Records excerpted from a collection:
......
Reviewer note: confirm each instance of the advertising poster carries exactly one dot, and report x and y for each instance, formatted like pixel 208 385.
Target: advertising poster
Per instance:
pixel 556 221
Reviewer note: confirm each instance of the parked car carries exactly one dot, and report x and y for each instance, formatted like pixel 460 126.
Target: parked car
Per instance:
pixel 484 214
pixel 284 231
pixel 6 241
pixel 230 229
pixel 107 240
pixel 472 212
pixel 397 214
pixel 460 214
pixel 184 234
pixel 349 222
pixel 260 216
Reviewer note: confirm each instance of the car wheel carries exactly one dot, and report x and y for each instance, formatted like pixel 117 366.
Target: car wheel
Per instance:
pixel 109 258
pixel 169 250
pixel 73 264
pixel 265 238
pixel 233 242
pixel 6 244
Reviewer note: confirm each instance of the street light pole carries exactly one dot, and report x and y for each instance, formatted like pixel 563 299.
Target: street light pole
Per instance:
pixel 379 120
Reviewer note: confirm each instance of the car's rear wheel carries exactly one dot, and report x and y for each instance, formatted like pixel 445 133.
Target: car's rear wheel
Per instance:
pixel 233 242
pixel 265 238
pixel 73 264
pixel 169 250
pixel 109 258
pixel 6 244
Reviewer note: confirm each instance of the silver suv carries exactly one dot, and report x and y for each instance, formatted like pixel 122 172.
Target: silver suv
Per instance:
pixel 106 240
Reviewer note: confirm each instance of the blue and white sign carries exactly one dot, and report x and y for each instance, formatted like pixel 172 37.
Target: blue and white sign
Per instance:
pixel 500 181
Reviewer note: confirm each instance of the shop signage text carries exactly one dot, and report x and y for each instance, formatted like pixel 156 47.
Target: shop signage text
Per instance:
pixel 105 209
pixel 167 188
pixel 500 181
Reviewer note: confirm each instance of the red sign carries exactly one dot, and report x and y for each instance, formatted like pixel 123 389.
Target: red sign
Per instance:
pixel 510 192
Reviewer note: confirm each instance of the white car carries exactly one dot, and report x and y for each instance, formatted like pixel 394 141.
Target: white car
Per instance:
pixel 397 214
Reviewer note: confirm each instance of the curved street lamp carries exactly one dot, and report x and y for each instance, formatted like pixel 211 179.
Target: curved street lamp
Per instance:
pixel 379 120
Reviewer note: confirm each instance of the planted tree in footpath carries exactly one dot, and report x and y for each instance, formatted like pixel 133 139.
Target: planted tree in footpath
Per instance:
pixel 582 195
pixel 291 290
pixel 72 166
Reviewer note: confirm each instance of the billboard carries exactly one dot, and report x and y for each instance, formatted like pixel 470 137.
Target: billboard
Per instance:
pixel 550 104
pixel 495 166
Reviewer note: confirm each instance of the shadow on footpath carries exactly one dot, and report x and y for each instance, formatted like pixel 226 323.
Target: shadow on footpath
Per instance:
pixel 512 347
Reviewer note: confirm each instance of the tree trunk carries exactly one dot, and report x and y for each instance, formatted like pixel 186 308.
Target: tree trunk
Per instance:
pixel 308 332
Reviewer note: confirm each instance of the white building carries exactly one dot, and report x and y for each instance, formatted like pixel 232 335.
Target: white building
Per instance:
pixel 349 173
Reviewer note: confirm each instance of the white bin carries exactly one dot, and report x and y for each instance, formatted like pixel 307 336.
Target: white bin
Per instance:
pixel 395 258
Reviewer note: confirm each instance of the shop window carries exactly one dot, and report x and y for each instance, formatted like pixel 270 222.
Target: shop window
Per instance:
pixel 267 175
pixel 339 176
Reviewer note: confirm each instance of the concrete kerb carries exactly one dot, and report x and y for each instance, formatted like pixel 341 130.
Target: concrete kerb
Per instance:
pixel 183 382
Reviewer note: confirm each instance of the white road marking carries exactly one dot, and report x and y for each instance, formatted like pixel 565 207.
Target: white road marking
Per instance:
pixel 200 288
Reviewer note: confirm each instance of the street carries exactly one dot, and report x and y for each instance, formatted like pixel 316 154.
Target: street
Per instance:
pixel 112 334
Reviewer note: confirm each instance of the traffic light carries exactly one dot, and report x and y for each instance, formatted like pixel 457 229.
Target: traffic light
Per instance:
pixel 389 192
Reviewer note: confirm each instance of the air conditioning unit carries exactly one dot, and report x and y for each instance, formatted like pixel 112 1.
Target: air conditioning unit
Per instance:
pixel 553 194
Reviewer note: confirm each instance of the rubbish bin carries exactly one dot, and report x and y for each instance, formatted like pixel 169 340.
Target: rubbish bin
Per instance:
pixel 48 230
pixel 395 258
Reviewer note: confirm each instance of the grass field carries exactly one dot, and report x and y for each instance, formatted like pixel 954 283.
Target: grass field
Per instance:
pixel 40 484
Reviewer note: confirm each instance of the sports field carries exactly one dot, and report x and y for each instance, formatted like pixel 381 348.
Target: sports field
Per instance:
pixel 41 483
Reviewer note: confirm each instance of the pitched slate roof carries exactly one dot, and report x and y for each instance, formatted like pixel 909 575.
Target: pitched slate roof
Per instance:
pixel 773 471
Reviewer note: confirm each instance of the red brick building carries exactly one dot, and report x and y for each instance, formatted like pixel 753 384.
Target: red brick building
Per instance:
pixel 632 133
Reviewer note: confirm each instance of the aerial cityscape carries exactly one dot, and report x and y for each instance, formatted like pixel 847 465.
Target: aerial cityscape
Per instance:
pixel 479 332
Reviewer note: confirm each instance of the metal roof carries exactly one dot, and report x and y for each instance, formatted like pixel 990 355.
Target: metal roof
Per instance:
......
What this task involves »
Look back at the data above. Transcribe exactly the lines starting at the line that contains "Reviewer note: confirm each instance of the traffic" and ending at the line that contains "Reviewer note: confirm each instance of the grass".

Output for this exercise »
Reviewer note: confirm each instance of the traffic light carries exactly one dot, and report x and y for each instance, formatted like pixel 457 229.
Target: traffic light
Per instance:
pixel 389 192
Reviewer note: confirm each instance of the air conditioning unit carries exactly one dot, and report x and y for each instance, formatted like pixel 112 1.
Target: air conditioning unit
Per instance:
pixel 553 194
Reviewer note: confirm each instance of the rubbish bin carries exactly one dot, and report x and y for each instance, formatted like pixel 169 340.
Target: rubbish bin
Per instance:
pixel 48 230
pixel 395 258
Reviewer note: confirm each instance of the grass field carries exactly one dot, and report x and y for each instance, formatted like pixel 954 283.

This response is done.